> [Data for the task]

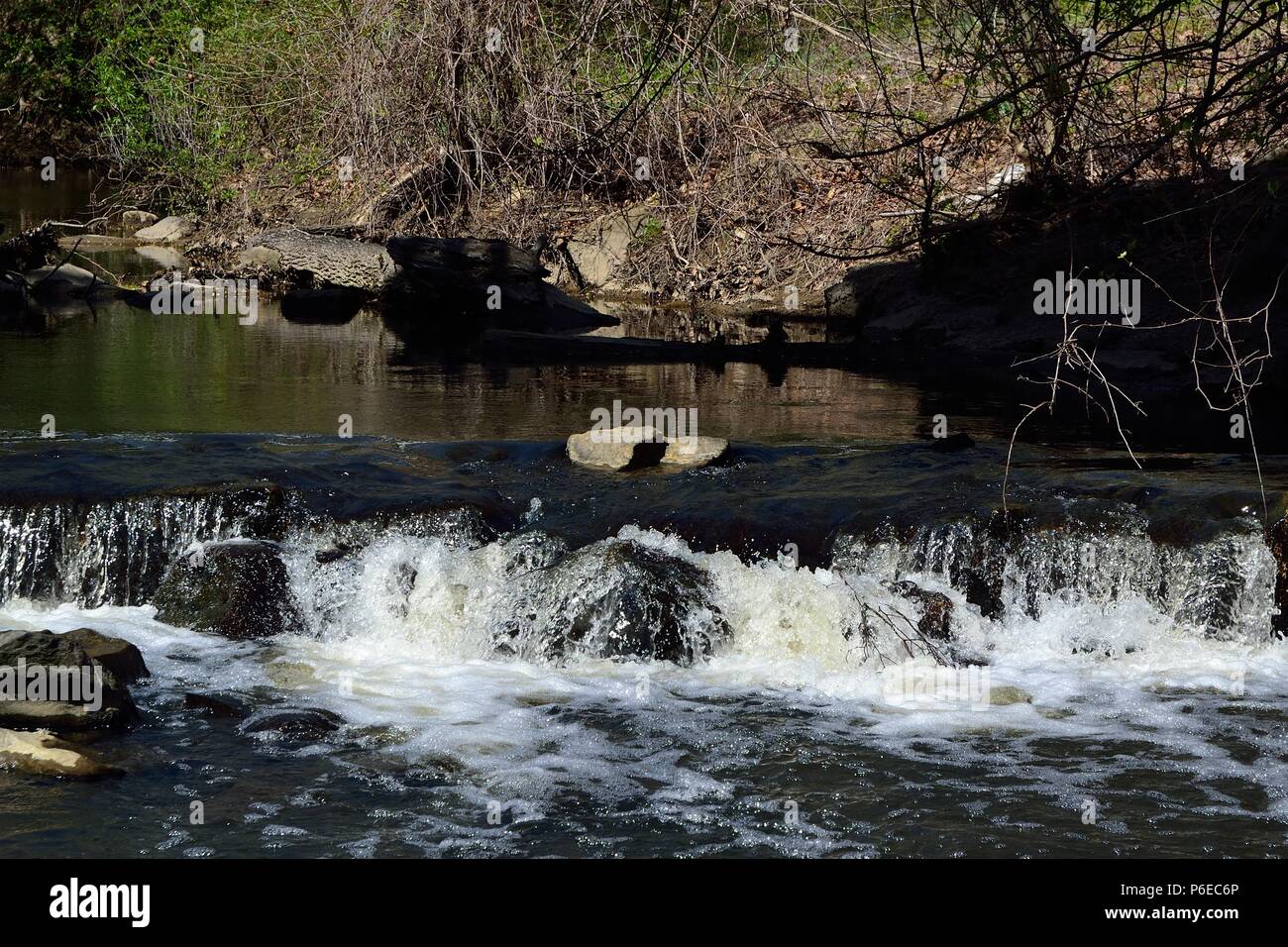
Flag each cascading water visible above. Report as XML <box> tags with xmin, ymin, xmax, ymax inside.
<box><xmin>0</xmin><ymin>488</ymin><xmax>282</xmax><ymax>607</ymax></box>
<box><xmin>0</xmin><ymin>459</ymin><xmax>1288</xmax><ymax>856</ymax></box>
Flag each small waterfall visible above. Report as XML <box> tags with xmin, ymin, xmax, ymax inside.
<box><xmin>0</xmin><ymin>487</ymin><xmax>282</xmax><ymax>607</ymax></box>
<box><xmin>833</xmin><ymin>517</ymin><xmax>1275</xmax><ymax>639</ymax></box>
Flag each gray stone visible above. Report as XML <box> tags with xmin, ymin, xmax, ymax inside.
<box><xmin>568</xmin><ymin>205</ymin><xmax>654</xmax><ymax>288</ymax></box>
<box><xmin>65</xmin><ymin>627</ymin><xmax>151</xmax><ymax>684</ymax></box>
<box><xmin>121</xmin><ymin>210</ymin><xmax>158</xmax><ymax>232</ymax></box>
<box><xmin>134</xmin><ymin>217</ymin><xmax>197</xmax><ymax>244</ymax></box>
<box><xmin>240</xmin><ymin>228</ymin><xmax>396</xmax><ymax>292</ymax></box>
<box><xmin>237</xmin><ymin>246</ymin><xmax>282</xmax><ymax>271</ymax></box>
<box><xmin>27</xmin><ymin>263</ymin><xmax>99</xmax><ymax>297</ymax></box>
<box><xmin>0</xmin><ymin>631</ymin><xmax>142</xmax><ymax>732</ymax></box>
<box><xmin>662</xmin><ymin>434</ymin><xmax>729</xmax><ymax>467</ymax></box>
<box><xmin>568</xmin><ymin>428</ymin><xmax>669</xmax><ymax>471</ymax></box>
<box><xmin>152</xmin><ymin>540</ymin><xmax>303</xmax><ymax>640</ymax></box>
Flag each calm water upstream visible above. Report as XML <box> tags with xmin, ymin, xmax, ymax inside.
<box><xmin>0</xmin><ymin>169</ymin><xmax>1288</xmax><ymax>857</ymax></box>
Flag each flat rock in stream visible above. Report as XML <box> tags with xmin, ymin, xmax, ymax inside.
<box><xmin>567</xmin><ymin>425</ymin><xmax>729</xmax><ymax>471</ymax></box>
<box><xmin>154</xmin><ymin>540</ymin><xmax>303</xmax><ymax>640</ymax></box>
<box><xmin>0</xmin><ymin>729</ymin><xmax>123</xmax><ymax>780</ymax></box>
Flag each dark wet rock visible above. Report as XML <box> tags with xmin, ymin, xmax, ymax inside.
<box><xmin>890</xmin><ymin>581</ymin><xmax>953</xmax><ymax>642</ymax></box>
<box><xmin>280</xmin><ymin>286</ymin><xmax>371</xmax><ymax>326</ymax></box>
<box><xmin>67</xmin><ymin>627</ymin><xmax>150</xmax><ymax>684</ymax></box>
<box><xmin>930</xmin><ymin>432</ymin><xmax>975</xmax><ymax>454</ymax></box>
<box><xmin>313</xmin><ymin>541</ymin><xmax>355</xmax><ymax>566</ymax></box>
<box><xmin>568</xmin><ymin>428</ymin><xmax>669</xmax><ymax>471</ymax></box>
<box><xmin>503</xmin><ymin>530</ymin><xmax>570</xmax><ymax>575</ymax></box>
<box><xmin>0</xmin><ymin>631</ymin><xmax>139</xmax><ymax>733</ymax></box>
<box><xmin>567</xmin><ymin>425</ymin><xmax>729</xmax><ymax>471</ymax></box>
<box><xmin>183</xmin><ymin>693</ymin><xmax>246</xmax><ymax>720</ymax></box>
<box><xmin>496</xmin><ymin>540</ymin><xmax>730</xmax><ymax>665</ymax></box>
<box><xmin>240</xmin><ymin>707</ymin><xmax>344</xmax><ymax>740</ymax></box>
<box><xmin>154</xmin><ymin>540</ymin><xmax>303</xmax><ymax>640</ymax></box>
<box><xmin>26</xmin><ymin>263</ymin><xmax>112</xmax><ymax>300</ymax></box>
<box><xmin>383</xmin><ymin>237</ymin><xmax>617</xmax><ymax>344</ymax></box>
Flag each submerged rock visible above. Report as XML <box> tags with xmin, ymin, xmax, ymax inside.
<box><xmin>568</xmin><ymin>427</ymin><xmax>729</xmax><ymax>471</ymax></box>
<box><xmin>154</xmin><ymin>540</ymin><xmax>303</xmax><ymax>640</ymax></box>
<box><xmin>662</xmin><ymin>434</ymin><xmax>729</xmax><ymax>467</ymax></box>
<box><xmin>183</xmin><ymin>693</ymin><xmax>246</xmax><ymax>719</ymax></box>
<box><xmin>0</xmin><ymin>629</ymin><xmax>142</xmax><ymax>732</ymax></box>
<box><xmin>568</xmin><ymin>428</ymin><xmax>669</xmax><ymax>471</ymax></box>
<box><xmin>67</xmin><ymin>627</ymin><xmax>150</xmax><ymax>684</ymax></box>
<box><xmin>0</xmin><ymin>729</ymin><xmax>123</xmax><ymax>780</ymax></box>
<box><xmin>494</xmin><ymin>539</ymin><xmax>730</xmax><ymax>665</ymax></box>
<box><xmin>988</xmin><ymin>685</ymin><xmax>1033</xmax><ymax>707</ymax></box>
<box><xmin>890</xmin><ymin>581</ymin><xmax>953</xmax><ymax>642</ymax></box>
<box><xmin>240</xmin><ymin>707</ymin><xmax>344</xmax><ymax>740</ymax></box>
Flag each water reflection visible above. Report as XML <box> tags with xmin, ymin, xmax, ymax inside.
<box><xmin>0</xmin><ymin>300</ymin><xmax>958</xmax><ymax>442</ymax></box>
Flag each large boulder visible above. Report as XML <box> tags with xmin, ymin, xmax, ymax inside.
<box><xmin>559</xmin><ymin>204</ymin><xmax>657</xmax><ymax>290</ymax></box>
<box><xmin>64</xmin><ymin>627</ymin><xmax>150</xmax><ymax>684</ymax></box>
<box><xmin>568</xmin><ymin>425</ymin><xmax>729</xmax><ymax>471</ymax></box>
<box><xmin>152</xmin><ymin>540</ymin><xmax>304</xmax><ymax>640</ymax></box>
<box><xmin>494</xmin><ymin>539</ymin><xmax>730</xmax><ymax>665</ymax></box>
<box><xmin>26</xmin><ymin>263</ymin><xmax>111</xmax><ymax>299</ymax></box>
<box><xmin>134</xmin><ymin>215</ymin><xmax>197</xmax><ymax>244</ymax></box>
<box><xmin>239</xmin><ymin>228</ymin><xmax>395</xmax><ymax>294</ymax></box>
<box><xmin>0</xmin><ymin>729</ymin><xmax>121</xmax><ymax>780</ymax></box>
<box><xmin>121</xmin><ymin>210</ymin><xmax>158</xmax><ymax>233</ymax></box>
<box><xmin>0</xmin><ymin>630</ymin><xmax>142</xmax><ymax>733</ymax></box>
<box><xmin>568</xmin><ymin>427</ymin><xmax>667</xmax><ymax>471</ymax></box>
<box><xmin>383</xmin><ymin>237</ymin><xmax>618</xmax><ymax>343</ymax></box>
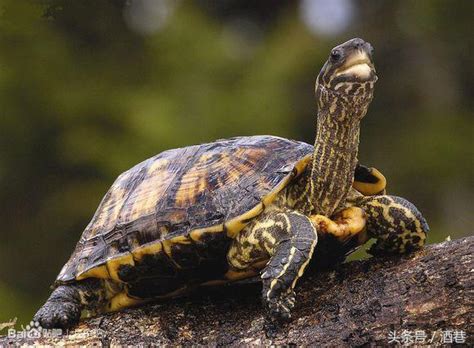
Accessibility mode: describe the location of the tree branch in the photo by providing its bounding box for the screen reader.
[0,237,474,346]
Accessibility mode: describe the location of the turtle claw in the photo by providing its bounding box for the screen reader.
[33,301,81,329]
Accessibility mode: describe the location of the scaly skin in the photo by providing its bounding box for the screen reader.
[34,39,428,328]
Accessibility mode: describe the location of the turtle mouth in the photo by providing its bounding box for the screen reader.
[336,50,375,81]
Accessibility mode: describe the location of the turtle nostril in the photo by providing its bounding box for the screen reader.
[353,38,365,48]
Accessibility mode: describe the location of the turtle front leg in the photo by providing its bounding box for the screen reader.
[356,195,429,255]
[33,278,106,329]
[227,211,318,320]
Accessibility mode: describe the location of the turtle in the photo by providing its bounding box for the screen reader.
[34,38,429,329]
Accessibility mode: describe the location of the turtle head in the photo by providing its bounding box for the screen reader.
[316,38,377,116]
[309,38,377,216]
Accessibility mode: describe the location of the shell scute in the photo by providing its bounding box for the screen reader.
[57,136,313,282]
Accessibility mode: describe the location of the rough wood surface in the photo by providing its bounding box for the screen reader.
[0,236,474,347]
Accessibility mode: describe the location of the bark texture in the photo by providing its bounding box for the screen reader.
[0,236,474,347]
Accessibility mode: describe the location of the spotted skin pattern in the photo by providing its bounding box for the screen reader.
[34,39,428,328]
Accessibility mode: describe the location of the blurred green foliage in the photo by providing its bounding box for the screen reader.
[0,0,474,323]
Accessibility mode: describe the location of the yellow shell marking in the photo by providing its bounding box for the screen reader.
[76,265,110,280]
[106,253,135,282]
[106,292,146,312]
[189,224,224,242]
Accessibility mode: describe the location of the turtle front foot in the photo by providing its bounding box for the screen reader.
[33,286,82,329]
[33,301,81,329]
[264,282,296,322]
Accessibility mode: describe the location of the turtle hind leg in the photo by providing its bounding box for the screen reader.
[33,278,106,329]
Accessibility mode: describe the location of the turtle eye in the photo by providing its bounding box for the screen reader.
[331,50,342,63]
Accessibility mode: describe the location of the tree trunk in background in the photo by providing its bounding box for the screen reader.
[0,237,474,346]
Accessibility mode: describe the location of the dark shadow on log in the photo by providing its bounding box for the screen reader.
[0,237,474,346]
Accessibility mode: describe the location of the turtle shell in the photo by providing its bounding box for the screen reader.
[57,136,313,283]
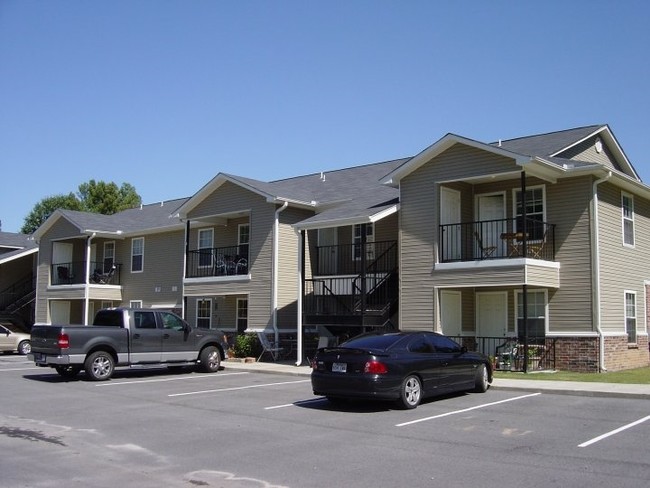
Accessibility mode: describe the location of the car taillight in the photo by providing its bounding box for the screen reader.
[363,361,388,374]
[56,334,70,349]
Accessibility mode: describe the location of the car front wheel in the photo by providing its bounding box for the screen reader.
[199,346,221,373]
[398,375,422,409]
[474,364,490,393]
[18,341,32,356]
[84,351,115,381]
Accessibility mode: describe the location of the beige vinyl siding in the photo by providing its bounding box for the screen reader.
[598,183,650,334]
[432,261,560,288]
[557,136,621,171]
[546,177,595,333]
[115,230,185,307]
[277,207,313,330]
[34,218,85,323]
[400,144,518,328]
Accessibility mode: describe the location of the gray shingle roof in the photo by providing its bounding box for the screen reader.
[54,198,187,234]
[0,232,36,249]
[491,125,604,157]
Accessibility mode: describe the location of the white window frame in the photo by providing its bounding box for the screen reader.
[235,297,248,330]
[195,298,212,329]
[623,290,639,344]
[512,185,546,242]
[514,290,549,335]
[103,241,115,273]
[131,237,144,273]
[352,222,375,261]
[197,227,214,268]
[621,192,636,247]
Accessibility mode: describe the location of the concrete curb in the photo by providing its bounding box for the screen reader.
[222,360,650,399]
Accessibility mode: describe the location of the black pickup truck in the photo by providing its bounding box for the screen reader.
[27,308,228,381]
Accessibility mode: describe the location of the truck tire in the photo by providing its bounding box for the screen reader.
[199,346,221,373]
[54,366,81,378]
[84,351,115,381]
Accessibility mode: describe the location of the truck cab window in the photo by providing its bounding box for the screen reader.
[160,312,185,331]
[133,312,156,329]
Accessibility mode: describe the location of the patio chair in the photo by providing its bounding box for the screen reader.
[474,231,497,258]
[56,266,74,284]
[257,332,284,362]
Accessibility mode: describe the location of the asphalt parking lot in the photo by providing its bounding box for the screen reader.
[0,356,650,488]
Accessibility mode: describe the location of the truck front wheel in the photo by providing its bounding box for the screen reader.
[84,351,115,381]
[199,346,221,373]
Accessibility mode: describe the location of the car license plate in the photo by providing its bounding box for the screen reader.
[332,363,348,373]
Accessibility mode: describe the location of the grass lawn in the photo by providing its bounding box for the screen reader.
[494,367,650,385]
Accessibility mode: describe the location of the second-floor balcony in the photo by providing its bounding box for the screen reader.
[50,261,122,285]
[185,245,249,278]
[440,218,555,263]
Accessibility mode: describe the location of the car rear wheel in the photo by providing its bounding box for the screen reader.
[474,364,490,393]
[18,341,32,356]
[199,346,221,373]
[398,375,422,409]
[84,351,115,381]
[54,366,81,378]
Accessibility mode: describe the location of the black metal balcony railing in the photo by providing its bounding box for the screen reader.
[440,218,555,263]
[450,336,556,372]
[50,261,122,285]
[312,241,397,276]
[185,245,249,278]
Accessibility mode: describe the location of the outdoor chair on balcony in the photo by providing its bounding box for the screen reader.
[56,266,74,285]
[92,265,115,285]
[257,332,284,362]
[474,231,497,259]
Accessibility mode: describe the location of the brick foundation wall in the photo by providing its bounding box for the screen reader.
[553,336,650,373]
[605,336,650,371]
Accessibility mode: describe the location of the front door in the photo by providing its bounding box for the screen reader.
[475,193,507,256]
[438,186,461,261]
[318,227,338,275]
[476,292,508,355]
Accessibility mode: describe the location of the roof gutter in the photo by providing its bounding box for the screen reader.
[271,202,289,344]
[591,171,612,372]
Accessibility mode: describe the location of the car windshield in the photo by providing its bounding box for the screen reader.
[343,334,402,351]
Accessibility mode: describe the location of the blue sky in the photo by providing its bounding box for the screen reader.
[0,0,650,232]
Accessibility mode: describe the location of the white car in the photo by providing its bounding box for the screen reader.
[0,323,32,355]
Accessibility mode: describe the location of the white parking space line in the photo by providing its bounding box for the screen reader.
[167,380,311,397]
[264,397,325,410]
[0,366,43,373]
[578,415,650,447]
[95,371,249,387]
[395,393,541,427]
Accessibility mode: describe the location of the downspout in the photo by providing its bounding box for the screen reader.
[84,232,97,325]
[591,171,612,372]
[296,230,305,366]
[271,202,289,344]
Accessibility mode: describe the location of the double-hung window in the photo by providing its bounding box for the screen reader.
[625,291,636,344]
[621,193,634,246]
[196,298,212,329]
[517,290,547,340]
[199,229,214,268]
[131,237,144,273]
[103,241,115,273]
[515,186,545,241]
[352,224,375,261]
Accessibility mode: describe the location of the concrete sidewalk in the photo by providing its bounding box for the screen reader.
[222,360,650,399]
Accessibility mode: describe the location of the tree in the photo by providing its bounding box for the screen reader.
[77,180,142,215]
[20,180,142,234]
[20,193,83,234]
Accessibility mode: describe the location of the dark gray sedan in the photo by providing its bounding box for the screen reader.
[311,331,492,408]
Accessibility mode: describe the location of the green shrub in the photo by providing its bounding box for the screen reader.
[233,334,262,358]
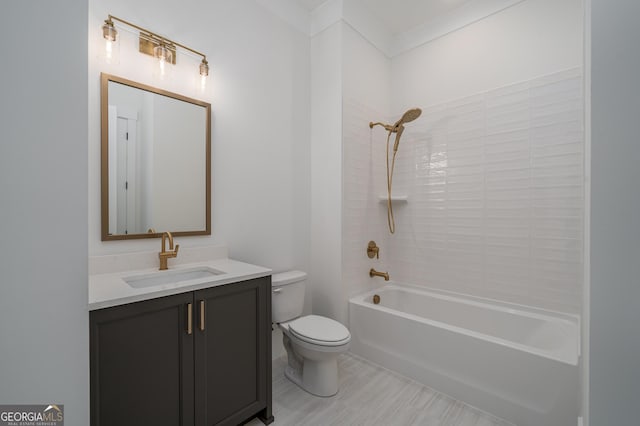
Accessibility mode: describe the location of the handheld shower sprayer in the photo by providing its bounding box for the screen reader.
[369,108,422,234]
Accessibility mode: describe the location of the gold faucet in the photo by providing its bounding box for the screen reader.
[369,268,389,281]
[158,231,180,271]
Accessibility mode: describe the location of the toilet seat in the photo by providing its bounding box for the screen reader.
[288,315,351,346]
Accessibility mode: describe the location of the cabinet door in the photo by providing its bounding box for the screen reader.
[90,293,194,426]
[194,277,271,426]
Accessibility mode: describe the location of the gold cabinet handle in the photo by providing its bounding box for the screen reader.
[187,303,193,334]
[200,300,204,331]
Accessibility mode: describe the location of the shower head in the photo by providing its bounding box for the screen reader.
[369,108,422,133]
[393,108,422,152]
[393,108,422,128]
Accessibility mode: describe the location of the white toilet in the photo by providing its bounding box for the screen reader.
[271,271,351,396]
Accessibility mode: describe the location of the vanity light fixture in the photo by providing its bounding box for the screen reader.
[102,15,209,82]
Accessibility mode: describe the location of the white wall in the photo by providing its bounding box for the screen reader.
[0,0,89,426]
[308,22,347,324]
[89,0,310,271]
[589,0,640,426]
[391,0,583,108]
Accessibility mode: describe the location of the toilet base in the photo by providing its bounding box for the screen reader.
[284,359,338,398]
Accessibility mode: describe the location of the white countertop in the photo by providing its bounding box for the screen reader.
[89,254,271,311]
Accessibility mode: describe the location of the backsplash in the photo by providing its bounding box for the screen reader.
[343,68,584,313]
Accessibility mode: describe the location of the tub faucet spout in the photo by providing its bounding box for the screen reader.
[369,268,389,281]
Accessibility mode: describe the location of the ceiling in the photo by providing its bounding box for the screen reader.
[297,0,475,35]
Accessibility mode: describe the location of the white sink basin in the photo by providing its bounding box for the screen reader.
[123,266,224,288]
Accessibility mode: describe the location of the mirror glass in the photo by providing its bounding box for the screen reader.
[101,74,211,240]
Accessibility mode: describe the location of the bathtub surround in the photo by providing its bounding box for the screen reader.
[342,0,584,313]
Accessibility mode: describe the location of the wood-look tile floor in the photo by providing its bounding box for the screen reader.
[247,354,513,426]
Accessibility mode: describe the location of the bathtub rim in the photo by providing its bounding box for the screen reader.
[348,282,581,366]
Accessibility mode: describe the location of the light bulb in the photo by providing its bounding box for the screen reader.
[160,58,167,77]
[105,40,113,61]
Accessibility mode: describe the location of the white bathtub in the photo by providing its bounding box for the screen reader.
[349,284,580,426]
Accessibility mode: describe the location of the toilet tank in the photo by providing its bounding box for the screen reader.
[271,271,307,323]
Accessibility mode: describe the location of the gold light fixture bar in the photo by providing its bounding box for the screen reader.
[138,32,176,65]
[102,15,209,77]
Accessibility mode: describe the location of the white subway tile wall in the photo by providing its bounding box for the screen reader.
[343,68,584,313]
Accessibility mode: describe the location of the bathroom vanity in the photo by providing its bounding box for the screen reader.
[89,250,273,426]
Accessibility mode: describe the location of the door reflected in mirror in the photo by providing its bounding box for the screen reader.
[101,74,211,240]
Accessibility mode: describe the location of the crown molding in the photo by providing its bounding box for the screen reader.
[390,0,525,57]
[256,0,525,58]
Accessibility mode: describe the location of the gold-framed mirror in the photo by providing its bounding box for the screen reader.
[100,73,211,241]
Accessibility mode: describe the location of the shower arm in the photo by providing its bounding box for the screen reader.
[369,121,398,133]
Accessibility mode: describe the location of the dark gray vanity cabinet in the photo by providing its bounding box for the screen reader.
[90,277,273,426]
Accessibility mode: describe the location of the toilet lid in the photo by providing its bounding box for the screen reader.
[289,315,351,346]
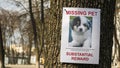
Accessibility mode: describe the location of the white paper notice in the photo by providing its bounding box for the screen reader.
[60,7,100,64]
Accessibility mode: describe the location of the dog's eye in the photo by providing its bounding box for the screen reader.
[83,24,87,27]
[77,21,80,25]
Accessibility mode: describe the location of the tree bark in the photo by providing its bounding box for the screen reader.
[29,0,40,68]
[0,22,5,68]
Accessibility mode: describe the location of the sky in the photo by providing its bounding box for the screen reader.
[0,0,26,12]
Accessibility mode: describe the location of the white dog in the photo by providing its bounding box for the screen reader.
[69,16,92,48]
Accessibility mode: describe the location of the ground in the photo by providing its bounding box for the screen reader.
[5,65,44,68]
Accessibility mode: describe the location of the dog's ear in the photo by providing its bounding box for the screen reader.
[88,19,92,28]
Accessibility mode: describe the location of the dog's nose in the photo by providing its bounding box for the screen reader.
[79,28,82,32]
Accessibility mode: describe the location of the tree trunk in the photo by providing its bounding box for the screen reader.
[44,0,115,68]
[29,0,40,68]
[0,22,5,68]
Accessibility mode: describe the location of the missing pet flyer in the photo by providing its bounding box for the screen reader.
[60,7,100,64]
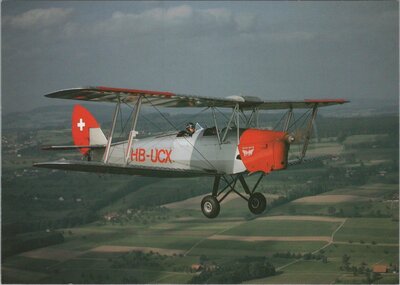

> [Your instructions] Turn the records from the line with "Accessibility mode: describe the location of the toilet seat" up to and including the line with "[194,277,271,426]" into a Markdown table with the columns Index and Text. Number each line, and leave out any blank lines.

> [Exercise output]
| Index | Text |
|---|---|
| 1 | Accessibility mode: describe the location of the toilet seat in the photo by providing its bounding box for the screen reader. |
| 2 | [288,315,351,346] |
| 3 | Accessibility mode: describe the location of the cabinet door in the photo by providing its bounding box for the screen reader. |
| 4 | [90,293,194,426] |
| 5 | [194,277,271,426] |